→ Given problem
Transcribe the court opinion word for word, starting with "For the reasons" and going on through "Venues and Process.".

→ Source document
Affirmed and Opinion Filed June 8, 2022
In The
Court of Appeals
Fifth District of Texas at Dallas
No. 05-21-00289-CV
WESTLEY RISHER, Appellant
V.
MARQUETTE TRANSPORATION COMPANY GULF INLAND LLC,
Appellee
On Appeal from the 189th District Court
Harris County, Texas
Trial Court Cause No. 2020-51981
MEMORANDUM OPINION
Before Justices Molberg, Reichek, and Garcia
Opinion by Justice Garcia
This is a maritime case in which the trial court granted Marquette
Transportation Company’s motion to dismiss Westley Risher’s case against it
pursuant to a forum-selection clause in Risher’s employment contract. In a single
issue, Risher argues the trial court erred because the agreement was an
impermissible venue selection agreement rather than a forum-selection agreement.
For the reasons that follow, we affirm the trial court’s order.1
I. BACKGROUND
Pursuant to the terms of his employment with Marquette, Risher signed an
agreement entitled “Venue Selection Agreement.” The clause at issue in the
agreement provides, in pertinent part:
A. Agreed Upon Venues and Process.
. . . all parties agree that any legal action seeking relief for a covered
dispute must be filed in either (1) the United States District Court for
the Western District of Kentucky, or (2) the McCracken County Circuit
Court in Paducah, Kentucky.

→ Material
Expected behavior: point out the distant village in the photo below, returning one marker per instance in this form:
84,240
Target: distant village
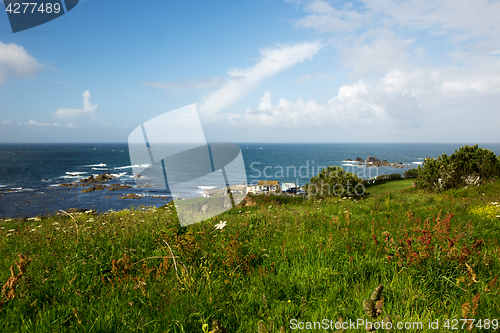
262,187
275,187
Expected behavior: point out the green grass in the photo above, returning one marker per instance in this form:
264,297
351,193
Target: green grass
390,186
277,259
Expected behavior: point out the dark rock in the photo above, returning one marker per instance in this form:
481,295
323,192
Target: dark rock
68,185
130,196
370,159
115,187
96,187
100,178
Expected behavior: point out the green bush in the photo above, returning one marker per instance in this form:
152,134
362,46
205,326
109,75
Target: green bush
469,165
335,181
411,173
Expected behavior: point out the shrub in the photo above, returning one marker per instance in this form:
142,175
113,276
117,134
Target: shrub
335,181
469,165
411,173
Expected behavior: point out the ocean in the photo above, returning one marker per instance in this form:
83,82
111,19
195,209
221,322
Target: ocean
30,173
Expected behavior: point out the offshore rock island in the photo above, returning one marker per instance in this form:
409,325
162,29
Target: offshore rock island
375,162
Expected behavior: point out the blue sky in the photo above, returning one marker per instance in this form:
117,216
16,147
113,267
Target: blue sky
258,71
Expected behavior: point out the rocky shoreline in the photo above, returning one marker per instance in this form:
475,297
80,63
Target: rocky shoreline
375,162
99,183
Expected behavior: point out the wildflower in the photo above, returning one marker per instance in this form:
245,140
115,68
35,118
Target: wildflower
220,225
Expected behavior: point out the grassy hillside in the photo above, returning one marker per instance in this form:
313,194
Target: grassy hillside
277,259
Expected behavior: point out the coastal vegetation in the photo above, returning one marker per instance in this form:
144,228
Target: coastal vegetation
468,165
270,262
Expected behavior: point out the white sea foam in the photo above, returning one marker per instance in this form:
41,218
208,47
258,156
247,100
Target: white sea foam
72,176
21,189
133,166
118,175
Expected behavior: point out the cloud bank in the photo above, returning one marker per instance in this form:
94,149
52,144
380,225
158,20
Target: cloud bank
243,81
16,62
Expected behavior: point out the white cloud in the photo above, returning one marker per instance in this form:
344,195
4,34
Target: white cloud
57,82
16,62
319,76
36,123
214,82
88,110
324,18
242,81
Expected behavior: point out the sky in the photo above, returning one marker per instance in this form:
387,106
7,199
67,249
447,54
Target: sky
257,70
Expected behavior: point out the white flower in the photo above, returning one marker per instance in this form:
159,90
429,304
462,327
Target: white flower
220,225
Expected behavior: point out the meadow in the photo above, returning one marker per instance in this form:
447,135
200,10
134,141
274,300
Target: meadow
272,262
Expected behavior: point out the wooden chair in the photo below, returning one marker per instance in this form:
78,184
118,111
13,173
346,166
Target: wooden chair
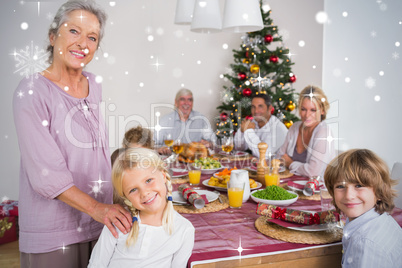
396,174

→ Correct result
For the reasons that follow, we affirm the trial court’s order.1
I. BACKGROUND
Pursuant to the terms of his employment with Marquette, Risher signed an
agreement entitled “Venue Selection Agreement.” The clause at issue in the
agreement provides, in pertinent part:
A. Agreed Upon Venues and Process.